A faithful transcript of all the lines below, with no pictures, is the goal here.

Stored data entries:
►

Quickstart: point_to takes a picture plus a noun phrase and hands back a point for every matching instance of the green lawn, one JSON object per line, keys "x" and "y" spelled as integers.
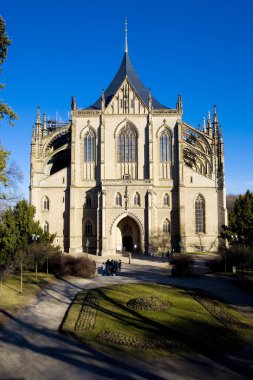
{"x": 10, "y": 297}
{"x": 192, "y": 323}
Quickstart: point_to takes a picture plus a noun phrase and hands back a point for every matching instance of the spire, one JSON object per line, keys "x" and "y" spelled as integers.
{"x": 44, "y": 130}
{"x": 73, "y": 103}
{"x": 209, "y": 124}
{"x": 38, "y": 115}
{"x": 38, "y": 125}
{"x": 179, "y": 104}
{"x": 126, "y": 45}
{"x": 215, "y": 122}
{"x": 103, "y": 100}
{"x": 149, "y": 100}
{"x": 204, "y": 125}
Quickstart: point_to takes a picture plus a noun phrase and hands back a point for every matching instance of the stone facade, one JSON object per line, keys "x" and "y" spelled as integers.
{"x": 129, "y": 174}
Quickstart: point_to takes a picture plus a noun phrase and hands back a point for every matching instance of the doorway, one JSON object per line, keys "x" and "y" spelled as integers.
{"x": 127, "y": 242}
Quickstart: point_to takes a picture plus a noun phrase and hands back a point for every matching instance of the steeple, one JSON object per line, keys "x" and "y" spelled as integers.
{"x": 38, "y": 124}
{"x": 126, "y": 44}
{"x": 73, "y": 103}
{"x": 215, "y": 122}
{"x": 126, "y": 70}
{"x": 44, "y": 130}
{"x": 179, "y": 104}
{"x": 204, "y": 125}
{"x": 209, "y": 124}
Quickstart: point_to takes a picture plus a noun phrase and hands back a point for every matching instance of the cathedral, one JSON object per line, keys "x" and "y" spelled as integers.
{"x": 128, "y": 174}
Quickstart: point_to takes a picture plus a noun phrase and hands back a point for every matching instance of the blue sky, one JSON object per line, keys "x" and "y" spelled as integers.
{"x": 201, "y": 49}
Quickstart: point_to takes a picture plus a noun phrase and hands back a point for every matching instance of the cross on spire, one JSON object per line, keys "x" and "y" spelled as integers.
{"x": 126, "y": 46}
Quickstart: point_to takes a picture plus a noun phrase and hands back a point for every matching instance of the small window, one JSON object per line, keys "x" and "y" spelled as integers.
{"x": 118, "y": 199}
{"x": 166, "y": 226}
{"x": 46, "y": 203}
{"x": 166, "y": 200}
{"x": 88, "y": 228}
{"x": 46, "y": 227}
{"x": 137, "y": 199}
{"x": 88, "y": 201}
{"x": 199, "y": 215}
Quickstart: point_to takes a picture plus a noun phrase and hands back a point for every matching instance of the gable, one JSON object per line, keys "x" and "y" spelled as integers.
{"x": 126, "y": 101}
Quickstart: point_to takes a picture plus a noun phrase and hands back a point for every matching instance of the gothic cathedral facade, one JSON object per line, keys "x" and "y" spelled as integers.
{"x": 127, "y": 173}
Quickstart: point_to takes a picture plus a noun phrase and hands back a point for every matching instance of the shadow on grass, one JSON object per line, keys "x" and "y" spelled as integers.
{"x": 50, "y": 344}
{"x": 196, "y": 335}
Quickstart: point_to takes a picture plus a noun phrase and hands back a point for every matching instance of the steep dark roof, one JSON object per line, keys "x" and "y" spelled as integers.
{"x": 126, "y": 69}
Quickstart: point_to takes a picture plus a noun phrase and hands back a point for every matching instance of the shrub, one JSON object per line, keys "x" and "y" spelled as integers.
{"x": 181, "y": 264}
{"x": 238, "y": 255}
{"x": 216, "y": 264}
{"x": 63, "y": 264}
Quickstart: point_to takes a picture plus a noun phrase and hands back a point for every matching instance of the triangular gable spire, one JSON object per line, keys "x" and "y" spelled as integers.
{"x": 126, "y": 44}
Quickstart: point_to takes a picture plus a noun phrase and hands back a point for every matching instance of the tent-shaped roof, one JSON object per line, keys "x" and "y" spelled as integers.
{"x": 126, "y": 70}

◄

Answer section:
Quickstart: point_to takes a picture plus a noun phrase and hands back a point for every matching instance of the green lawn, one JSON object per line, keys "x" and "y" spelled as integers.
{"x": 10, "y": 297}
{"x": 192, "y": 323}
Quickstart: point_to takes a picture plus a noun phrase and hands back a point for every matching instance of the spire, one JSON object per line, keys "x" and "y" spelled as integers.
{"x": 44, "y": 130}
{"x": 73, "y": 103}
{"x": 209, "y": 124}
{"x": 38, "y": 115}
{"x": 38, "y": 125}
{"x": 179, "y": 104}
{"x": 126, "y": 45}
{"x": 215, "y": 122}
{"x": 103, "y": 100}
{"x": 149, "y": 100}
{"x": 204, "y": 125}
Quickstart: point_to takes a picture plus a noun phrase and hands back a point for every matching instance of the stone facade, one JSON object per line, keys "x" and "y" spelled as integers.
{"x": 129, "y": 174}
Quickstart: point_to takes a picture plus a noun phrase and hands back a point for every matching instance of the doorway, one JSON object per line, keys "x" and "y" spelled as integers.
{"x": 127, "y": 242}
Quickstart: point_to takes a picture plus a noun phrase and hands back a point for every matching instance of the steeple, one JSON object per line, keys "x" and "y" spelled as integers.
{"x": 38, "y": 124}
{"x": 126, "y": 44}
{"x": 73, "y": 103}
{"x": 215, "y": 122}
{"x": 126, "y": 70}
{"x": 44, "y": 130}
{"x": 179, "y": 104}
{"x": 204, "y": 125}
{"x": 209, "y": 124}
Quickstart: point_to takes a picture plus a noun phrase and hands back a point for every matching instance of the cathedral, one JSON object per line, keys "x" and "y" spelled as integers.
{"x": 128, "y": 174}
Quickstart: point_to takes a picture plus a noun phrase and hands back a point for every matching instance of the blue sky, one JSON object per line, keys "x" and "y" spelled as integers.
{"x": 201, "y": 49}
Quickstart: point_to takes a picture plus a noun phrase and hands back a point for every matching instance of the cross on spire, one JSON object per line, keys "x" and "y" spelled as integers.
{"x": 126, "y": 46}
Quickstart: point_to takes a picture plus a noun phrase and hands back a point for every matching instance of the small window, one JSON object per line, keys "x" and "y" spelled as integers.
{"x": 118, "y": 199}
{"x": 166, "y": 226}
{"x": 46, "y": 203}
{"x": 166, "y": 200}
{"x": 88, "y": 228}
{"x": 46, "y": 227}
{"x": 137, "y": 199}
{"x": 88, "y": 201}
{"x": 199, "y": 215}
Quickstart: point_to takes a picture plus a noun phrase and hands back a point for every matching instance of the gable, one JSON object per line, keys "x" and "y" spelled as integers.
{"x": 126, "y": 101}
Quickstart: point_to takes a picture plus a noun phrase and hands back a point for every matching instance of the gothic cathedral facade, one JSON object per line, keys "x" and "y" spelled as integers.
{"x": 127, "y": 173}
Quickstart: point_to takes a picture plus a noun phrase and hands back a point for every matching instance of the shadow on grass, one JSON object per line, keys "x" and "y" spelled as integers.
{"x": 50, "y": 344}
{"x": 196, "y": 335}
Quickstart: point_to takes a picture plus a noun phrase and hands back a point for every matching instance of the steep dark roof, one JSON object per line, keys "x" and "y" spelled as integers.
{"x": 126, "y": 69}
Quickstart: point_to takes a picture plus a noun phrase and hands back a point for every matching instance of the shrub, one JSON object per line, keys "x" and "y" spelled as integers.
{"x": 181, "y": 264}
{"x": 238, "y": 255}
{"x": 216, "y": 264}
{"x": 63, "y": 264}
Quickstart: point_to takes a picture plus a noun phrase and hands back a point for every matching instance of the triangular gable spire, one JSON object per line, keys "x" and "y" spelled as integers.
{"x": 126, "y": 44}
Quickstart: point_to takes a picture plus a noun phrase and hands back a point for every matching instance of the tent-shaped roof, one JSON object per line, keys "x" and "y" spelled as integers.
{"x": 126, "y": 70}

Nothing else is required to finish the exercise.